Text excerpt:
────

23 November 2009

The Hole.

What's alluring (what's revolting?) about romantic comedies is their emphasis on possibility and fate, chance occurrence, and romantic destiny; the films run on dream currents, idealistic wiring; they propose the existence of a tender, passionate architect who manages the lives of romantic hopefuls, and constructs future events that bring together compatible and needy lovers. Their need is the desire for something beyond the quotidian, separate from the individual self and external to the standard. Their narratives seek out the special, intangible dimensions of love.

Tsai Ming-Liang's The Hole is titled after this need, and covers basically the trajectory of a romantic comedy. It begins with a television reporter commenting on the outbreak of an epidemic that transforms people into scurrying cockroach-like scavengers of darkness and solitude; and from this announcement (over white text credits on a black screen), the film opens onto the apartment of Hsiao Kang. Kang is the Typical Romantic Lead: the disorganized bachelor riddled with bad habits and single-male tendencies. We first see him asleep on a couch late-morning, a mess in front of him, clothed in tight white underwear. He opens the door, dressed as such, for a plumber. The plumber, in this movie, is destiny incarnate.

The literal hole the plumber leaves in Kang's floor is the first visual motif established in the film. Much of the romantic development relies on the audience interpreting these visual motifs and applying them, projecting them, onto the protagonists. This is Ming-Liang's forte as a filmmaker, his visual starkness and accompanying acumen over the domain of symbolism. I don't know if anyone has counted the total number of spoken lines in his first eight films, but hyperbolically I imagine the number is something like 20-25. He's a true filmmaker: he builds and sorts his characters with visual cues and photographic tension.

────

Material provided:
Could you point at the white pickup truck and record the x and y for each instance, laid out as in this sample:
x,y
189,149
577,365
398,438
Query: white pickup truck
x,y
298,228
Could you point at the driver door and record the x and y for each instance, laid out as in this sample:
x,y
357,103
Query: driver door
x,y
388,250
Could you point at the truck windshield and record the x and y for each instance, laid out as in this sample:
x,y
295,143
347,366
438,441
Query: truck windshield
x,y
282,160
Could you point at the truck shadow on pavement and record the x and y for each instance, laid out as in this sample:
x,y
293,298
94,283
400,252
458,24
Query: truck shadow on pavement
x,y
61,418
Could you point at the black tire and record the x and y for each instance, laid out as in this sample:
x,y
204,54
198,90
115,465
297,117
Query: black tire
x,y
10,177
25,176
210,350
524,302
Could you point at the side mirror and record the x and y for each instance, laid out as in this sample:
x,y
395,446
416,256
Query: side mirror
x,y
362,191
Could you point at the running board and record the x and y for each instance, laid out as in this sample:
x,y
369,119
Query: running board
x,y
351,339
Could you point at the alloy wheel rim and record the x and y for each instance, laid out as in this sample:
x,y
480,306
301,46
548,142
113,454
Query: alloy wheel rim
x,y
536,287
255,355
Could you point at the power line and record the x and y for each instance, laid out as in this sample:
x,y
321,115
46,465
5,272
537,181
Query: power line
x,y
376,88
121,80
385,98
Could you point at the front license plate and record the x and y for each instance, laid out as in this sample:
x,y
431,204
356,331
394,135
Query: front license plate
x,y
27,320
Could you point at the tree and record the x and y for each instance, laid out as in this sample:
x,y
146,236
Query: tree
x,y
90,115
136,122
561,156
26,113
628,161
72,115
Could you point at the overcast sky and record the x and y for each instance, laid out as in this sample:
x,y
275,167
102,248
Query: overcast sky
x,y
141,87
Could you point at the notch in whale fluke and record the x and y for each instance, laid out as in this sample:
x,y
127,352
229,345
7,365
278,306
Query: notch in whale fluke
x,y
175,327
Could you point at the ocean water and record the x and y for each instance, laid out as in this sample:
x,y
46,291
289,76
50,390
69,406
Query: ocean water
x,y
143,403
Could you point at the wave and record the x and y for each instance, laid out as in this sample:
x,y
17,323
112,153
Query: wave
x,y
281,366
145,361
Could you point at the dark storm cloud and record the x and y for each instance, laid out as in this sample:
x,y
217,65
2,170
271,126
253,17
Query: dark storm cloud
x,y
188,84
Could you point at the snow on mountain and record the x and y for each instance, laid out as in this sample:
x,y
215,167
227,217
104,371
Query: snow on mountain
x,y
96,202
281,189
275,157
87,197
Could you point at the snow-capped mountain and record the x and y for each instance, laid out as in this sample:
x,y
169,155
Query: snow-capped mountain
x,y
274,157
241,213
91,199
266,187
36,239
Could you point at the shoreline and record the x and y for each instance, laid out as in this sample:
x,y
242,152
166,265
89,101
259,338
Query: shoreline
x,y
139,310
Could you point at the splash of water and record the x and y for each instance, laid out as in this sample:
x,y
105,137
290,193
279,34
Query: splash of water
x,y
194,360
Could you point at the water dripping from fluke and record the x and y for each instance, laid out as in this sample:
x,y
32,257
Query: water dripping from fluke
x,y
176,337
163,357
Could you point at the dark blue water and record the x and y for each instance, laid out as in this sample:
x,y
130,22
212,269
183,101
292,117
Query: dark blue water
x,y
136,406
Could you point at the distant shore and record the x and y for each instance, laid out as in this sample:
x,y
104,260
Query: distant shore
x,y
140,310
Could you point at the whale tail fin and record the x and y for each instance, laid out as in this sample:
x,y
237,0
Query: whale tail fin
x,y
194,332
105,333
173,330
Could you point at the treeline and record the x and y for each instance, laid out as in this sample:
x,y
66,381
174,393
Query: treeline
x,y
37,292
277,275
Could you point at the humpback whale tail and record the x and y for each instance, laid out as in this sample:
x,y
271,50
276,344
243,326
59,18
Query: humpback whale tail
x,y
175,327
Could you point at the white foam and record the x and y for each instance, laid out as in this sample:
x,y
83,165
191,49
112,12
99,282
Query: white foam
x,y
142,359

────

Exercise description: Reproduce the review of The Hole in full, word for word.

Response to the task:
23 November 2009

The Hole.

What's alluring (what's revolting?) about romantic comedies is their emphasis on possibility and fate, chance occurrence, and romantic destiny; the films run on dream currents, idealistic wiring; they propose the existence of a tender, passionate architect who manages the lives of romantic hopefuls, and constructs future events that bring together compatible and needy lovers. Their need is the desire for something beyond the quotidian, separate from the individual self and external to the standard. Their narratives seek out the special, intangible dimensions of love.

Tsai Ming-Liang's The Hole is titled after this need, and covers basically the trajectory of a romantic comedy. It begins with a television reporter commenting on the outbreak of an epidemic that transforms people into scurrying cockroach-like scavengers of darkness and solitude; and from this announcement (over white text credits on a black screen), the film opens onto the apartment of Hsiao Kang. Kang is the Typical Romantic Lead: the disorganized bachelor riddled with bad habits and single-male tendencies. We first see him asleep on a couch late-morning, a mess in front of him, clothed in tight white underwear. He opens the door, dressed as such, for a plumber. The plumber, in this movie, is destiny incarnate.

The literal hole the plumber leaves in Kang's floor is the first visual motif established in the film. Much of the romantic development relies on the audience interpreting these visual motifs and applying them, projecting them, onto the protagonists. This is Ming-Liang's forte as a filmmaker, his visual starkness and accompanying acumen over the domain of symbolism. I don't know if anyone has counted the total number of spoken lines in his first eight films, but hyperbolically I imagine the number is something like 20-25. He's a true filmmaker: he builds and sorts his characters with visual cues and photographic tension.